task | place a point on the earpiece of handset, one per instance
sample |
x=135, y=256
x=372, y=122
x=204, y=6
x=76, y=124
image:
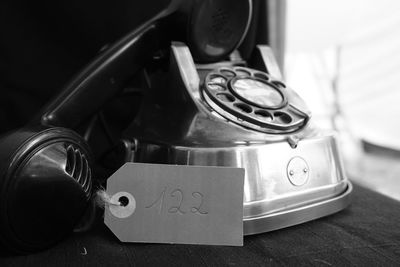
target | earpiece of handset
x=45, y=167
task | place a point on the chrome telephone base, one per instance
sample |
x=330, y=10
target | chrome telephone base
x=298, y=215
x=233, y=116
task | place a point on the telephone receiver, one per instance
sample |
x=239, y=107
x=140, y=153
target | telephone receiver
x=46, y=174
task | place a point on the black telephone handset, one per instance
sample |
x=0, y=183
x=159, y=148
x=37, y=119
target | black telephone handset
x=46, y=175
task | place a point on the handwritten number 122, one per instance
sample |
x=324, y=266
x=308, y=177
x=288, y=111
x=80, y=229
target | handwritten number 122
x=179, y=195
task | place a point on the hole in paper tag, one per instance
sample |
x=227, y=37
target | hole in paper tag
x=176, y=204
x=127, y=207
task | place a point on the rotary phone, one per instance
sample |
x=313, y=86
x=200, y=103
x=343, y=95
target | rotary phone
x=202, y=104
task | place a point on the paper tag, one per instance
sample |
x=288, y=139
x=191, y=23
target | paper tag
x=176, y=204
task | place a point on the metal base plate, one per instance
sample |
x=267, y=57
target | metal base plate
x=297, y=215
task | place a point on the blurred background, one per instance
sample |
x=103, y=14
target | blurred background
x=343, y=57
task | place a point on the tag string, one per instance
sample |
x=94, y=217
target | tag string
x=103, y=199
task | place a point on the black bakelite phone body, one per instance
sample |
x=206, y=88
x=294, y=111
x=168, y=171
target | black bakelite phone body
x=203, y=104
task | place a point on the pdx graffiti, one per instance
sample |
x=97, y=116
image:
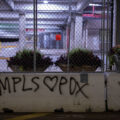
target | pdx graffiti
x=10, y=84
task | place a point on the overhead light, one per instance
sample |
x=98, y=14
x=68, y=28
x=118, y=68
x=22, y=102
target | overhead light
x=45, y=2
x=91, y=4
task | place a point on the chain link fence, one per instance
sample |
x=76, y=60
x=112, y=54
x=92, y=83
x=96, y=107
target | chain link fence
x=55, y=35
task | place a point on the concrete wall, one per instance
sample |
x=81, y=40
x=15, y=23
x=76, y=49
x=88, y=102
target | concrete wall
x=26, y=92
x=114, y=91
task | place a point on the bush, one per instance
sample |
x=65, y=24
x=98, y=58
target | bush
x=25, y=59
x=80, y=57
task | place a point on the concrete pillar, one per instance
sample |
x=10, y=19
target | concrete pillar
x=79, y=43
x=64, y=39
x=22, y=31
x=72, y=35
x=116, y=23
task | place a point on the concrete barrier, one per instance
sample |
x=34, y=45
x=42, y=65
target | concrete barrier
x=47, y=92
x=114, y=91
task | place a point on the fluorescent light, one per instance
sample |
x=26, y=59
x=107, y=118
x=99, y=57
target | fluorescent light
x=45, y=2
x=91, y=4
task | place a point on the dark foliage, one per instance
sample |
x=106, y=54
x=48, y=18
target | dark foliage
x=25, y=59
x=80, y=57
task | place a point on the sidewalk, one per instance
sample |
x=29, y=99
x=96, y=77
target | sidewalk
x=61, y=116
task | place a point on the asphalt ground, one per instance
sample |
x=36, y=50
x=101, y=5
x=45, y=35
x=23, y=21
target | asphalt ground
x=60, y=116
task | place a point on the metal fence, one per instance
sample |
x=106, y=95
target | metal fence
x=55, y=35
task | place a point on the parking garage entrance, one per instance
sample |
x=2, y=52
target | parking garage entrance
x=72, y=33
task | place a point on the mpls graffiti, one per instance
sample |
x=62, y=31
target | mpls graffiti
x=10, y=84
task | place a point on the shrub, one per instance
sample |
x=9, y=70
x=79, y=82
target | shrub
x=25, y=59
x=80, y=57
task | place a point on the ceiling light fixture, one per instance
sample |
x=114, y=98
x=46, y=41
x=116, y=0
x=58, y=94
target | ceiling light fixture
x=45, y=2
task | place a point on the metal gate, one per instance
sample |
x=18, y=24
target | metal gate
x=59, y=35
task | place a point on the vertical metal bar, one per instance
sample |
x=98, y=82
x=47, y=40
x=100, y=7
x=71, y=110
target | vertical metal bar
x=107, y=45
x=68, y=35
x=103, y=33
x=111, y=35
x=35, y=33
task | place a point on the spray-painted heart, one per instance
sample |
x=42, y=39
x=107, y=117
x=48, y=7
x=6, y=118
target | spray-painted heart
x=50, y=82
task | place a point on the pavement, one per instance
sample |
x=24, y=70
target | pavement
x=60, y=116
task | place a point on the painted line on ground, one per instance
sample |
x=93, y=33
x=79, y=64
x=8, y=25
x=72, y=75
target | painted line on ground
x=5, y=58
x=10, y=46
x=29, y=116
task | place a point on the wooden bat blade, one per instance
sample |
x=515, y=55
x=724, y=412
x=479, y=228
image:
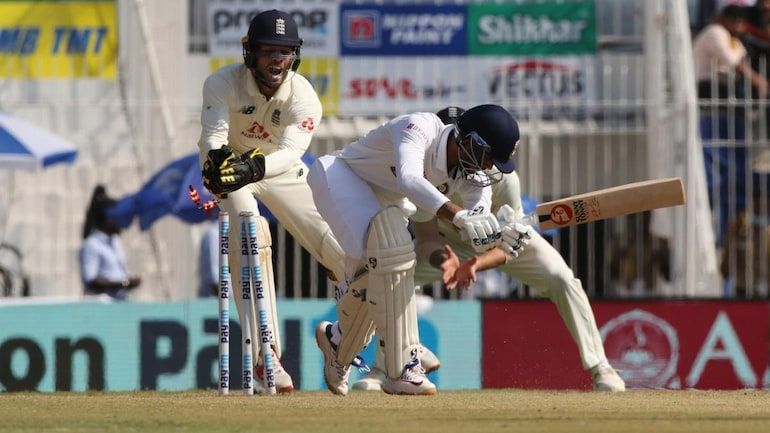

::::::::

**What needs to be done:**
Reproduce the records verbatim, from the first line down to and including the line that contains "x=233, y=116". Omit the pictures.

**Output of the exercise:**
task | place a point on the earpiece of handset, one per instance
sample |
x=135, y=256
x=372, y=122
x=204, y=6
x=76, y=124
image:
target | earpiece of handset
x=45, y=167
task | place a point on the chrome telephone base, one per instance
sample |
x=330, y=10
target | chrome telephone base
x=298, y=215
x=233, y=116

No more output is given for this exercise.